> _Textauszug_
========================================================================
Die künstlichen Befruchtungen sind durch die erforderlichen Zuzahlungen im Osten um die Hälfte, im Westen um 40 Prozent gesunken.

Die künstlichen Befruchtungen sind durch die erforderlichen Zuzahlungen im Osten um die Hälfte, im Westen um 40 Prozent gesunken.

(Foto: picture-alliance/ dpa)

Paare mit unerfülltem Kinderwunsch müssen tief in die Tasche greifen - außer in Sachsen. Der Freistaat will sein Finanzierungsmodell auch im Bund durchsetzen.

Endlich schwanger mit Staatshilfe: Paare mit unerfülltem Kinderwunsch erhalten in Sachsen finanzielle Unterstützung bei künstlichen Befruchtungen. Seit März 2009 wurden auf diese Weise 112 Babys geboren, die ohne Steuergeld nicht auf der Welt wären. Der Freistaat macht sich nun dafür stark, dass die sogenannte assistierte Reproduktion nach diesem Modell in ganz Deutschland unabhängig vom Einkommen und sozialen Status möglich ist.

Sozialministerin Christine Clauß (CDU) strebt die Finanzierung durch den Bund an. Sie will bei der Konferenz der Gleichstellungsbeauftragten in Dresden einen entsprechenden Antrag stellen. Interesse gebe es schon aus Ländern wie Thüringen oder Sachsen-Anhalt, sagt sie.

Der sechs Monate alte Janos aus Reichenberg bei Meißen beweist, dass sich das staatliche Engagement lohnt. "Ohne Förderung hätten wir ihn jetzt noch nicht", sagt Mutter Franziska Witzke. Die 27-Jährige und ihr 31 Jahre alter Mann Heiko sind noch einmal in eine Reproduktionsmedizinische Praxis in Dresden gekommen, um "Danke" zu sagen. Für Ministerin Clauß steht der kleine Blondschopf für den Erfolg des auch gegen Widerstände durchgesetzten "sächsischen Weges", jungen Paaren finanziell bei der Erfüllung des Kinderwunsches zu helfen.
========================================================================
> _Gezeigtes Material_
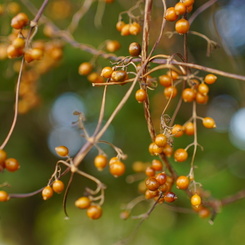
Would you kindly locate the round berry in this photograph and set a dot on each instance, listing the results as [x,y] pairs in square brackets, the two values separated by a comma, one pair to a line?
[4,196]
[106,72]
[170,14]
[182,26]
[94,212]
[134,49]
[156,165]
[58,186]
[100,162]
[161,178]
[180,155]
[140,95]
[210,79]
[170,197]
[180,8]
[182,182]
[177,130]
[47,192]
[11,164]
[117,168]
[85,68]
[188,94]
[208,122]
[196,200]
[170,92]
[83,202]
[152,184]
[62,151]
========================================================================
> _Aufgabenliste_
1) Beantworten Sie zum Textauszug:
(a) Wie viele Babys wurden seit März 2009 mit der Förderung in Sachsen geboren?
(b) Wo will Sozialministerin Christine Clauß ihren Antrag stellen?
(c) Wie alt ist Janos?
2) Schreiben Sie den Textauszug von „(Foto: picture-alliance/ dpa)“ bis „Sachsen-Anhalt, sagt sie.“ unverändert ab.
Die Zeilen haben mit dem Textauszug nichts zu tun.

> _Lösungen_
1)
(a) 112 Babys.
(b) Bei der Konferenz der Gleichstellungsbeauftragten in Dresden.
(c) Sechs Monate.

2)
(Foto: picture-alliance/ dpa)

Paare mit unerfülltem Kinderwunsch müssen tief in die Tasche greifen - außer in Sachsen. Der Freistaat will sein Finanzierungsmodell auch im Bund durchsetzen.

Endlich schwanger mit Staatshilfe: Paare mit unerfülltem Kinderwunsch erhalten in Sachsen finanzielle Unterstützung bei künstlichen Befruchtungen. Seit März 2009 wurden auf diese Weise 112 Babys geboren, die ohne Steuergeld nicht auf der Welt wären. Der Freistaat macht sich nun dafür stark, dass die sogenannte assistierte Reproduktion nach diesem Modell in ganz Deutschland unabhängig vom Einkommen und sozialen Status möglich ist.

Sozialministerin Christine Clauß (CDU) strebt die Finanzierung durch den Bund an. Sie will bei der Konferenz der Gleichstellungsbeauftragten in Dresden einen entsprechenden Antrag stellen. Interesse gebe es schon aus Ländern wie Thüringen oder Sachsen-Anhalt, sagt sie.